▶ [Instructions to follow]:
Starting at the top of the entries below, set down each line exactly as written, and stop after the line containing "form: [323, 224].".

▶ [Natural language region descriptions]:
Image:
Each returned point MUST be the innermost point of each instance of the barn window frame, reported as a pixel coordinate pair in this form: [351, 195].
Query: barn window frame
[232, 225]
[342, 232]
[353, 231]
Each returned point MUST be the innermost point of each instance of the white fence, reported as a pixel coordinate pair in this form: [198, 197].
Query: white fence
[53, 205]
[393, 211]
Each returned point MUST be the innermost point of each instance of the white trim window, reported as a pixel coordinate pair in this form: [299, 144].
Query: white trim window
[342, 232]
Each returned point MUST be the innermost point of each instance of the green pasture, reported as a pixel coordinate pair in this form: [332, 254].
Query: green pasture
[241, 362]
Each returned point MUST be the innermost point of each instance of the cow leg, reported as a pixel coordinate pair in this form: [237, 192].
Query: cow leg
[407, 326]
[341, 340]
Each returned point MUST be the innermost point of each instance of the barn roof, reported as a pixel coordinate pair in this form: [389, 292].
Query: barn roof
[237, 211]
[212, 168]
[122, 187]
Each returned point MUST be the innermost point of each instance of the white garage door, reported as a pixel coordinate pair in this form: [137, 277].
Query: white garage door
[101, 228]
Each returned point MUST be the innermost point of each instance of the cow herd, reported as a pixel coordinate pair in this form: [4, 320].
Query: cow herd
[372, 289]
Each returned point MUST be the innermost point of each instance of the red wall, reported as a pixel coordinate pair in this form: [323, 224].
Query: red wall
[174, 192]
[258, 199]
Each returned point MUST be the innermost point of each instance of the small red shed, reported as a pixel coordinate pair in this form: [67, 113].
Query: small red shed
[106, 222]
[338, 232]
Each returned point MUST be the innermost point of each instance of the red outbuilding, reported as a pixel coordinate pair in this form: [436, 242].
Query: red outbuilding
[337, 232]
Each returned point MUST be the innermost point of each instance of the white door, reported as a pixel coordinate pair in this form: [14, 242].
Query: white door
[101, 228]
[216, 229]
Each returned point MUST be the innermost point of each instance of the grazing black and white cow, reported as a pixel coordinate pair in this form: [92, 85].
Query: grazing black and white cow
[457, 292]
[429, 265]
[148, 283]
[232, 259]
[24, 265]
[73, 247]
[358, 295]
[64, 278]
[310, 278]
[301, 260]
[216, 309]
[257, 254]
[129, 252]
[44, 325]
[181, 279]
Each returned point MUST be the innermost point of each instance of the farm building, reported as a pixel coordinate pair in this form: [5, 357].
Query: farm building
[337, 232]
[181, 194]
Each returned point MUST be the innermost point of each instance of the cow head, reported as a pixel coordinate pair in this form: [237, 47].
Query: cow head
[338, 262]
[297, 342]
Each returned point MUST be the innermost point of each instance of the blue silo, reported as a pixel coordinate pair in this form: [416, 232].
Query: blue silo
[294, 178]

▶ [Result]:
Image:
Each returned point MUST be the innermost point of each instance of the barn window frame, reported as a pixel coordinate pair in this form: [351, 195].
Query: barn window frame
[232, 225]
[342, 232]
[353, 231]
Each returned point MUST be the innermost point of each instance of the white fence, reported as a pixel coordinate pair in this form: [198, 197].
Query: white fence
[53, 205]
[393, 211]
Each returned point MUST be the innermost point of each instance of the white trim window, reported as a pixel coordinate pair in this form: [299, 144].
Query: white trim window
[342, 232]
Each returned point MUST be the innermost point of each instance of the green pasture, reported as a pixel coordinate pair in this form: [332, 254].
Query: green pasture
[241, 362]
Each returned point MUST be the innermost point of each instance of the cow leg, reported as a pixel coordinate pair in this form: [237, 192].
Query: cow leg
[407, 326]
[341, 340]
Each returned point MUST be the innermost point of each instance of the barn roof, reported as a pixel coordinate pair in this form: [389, 292].
Query: barn roof
[237, 211]
[212, 168]
[122, 187]
Each returned point MUST be the innermost point of each instance of the white garage door, reported as a pixel coordinate pair in this form: [137, 277].
Query: white garage door
[101, 228]
Each returned point MUST be the innermost point of each instance of the cow herd, reported as a pixel coordinate pair in this form: [4, 320].
Query: cow herd
[372, 289]
Each returned point MUST be the innermost point of each instance of the red wall, reported as a pixel coordinate pair in this form: [323, 224].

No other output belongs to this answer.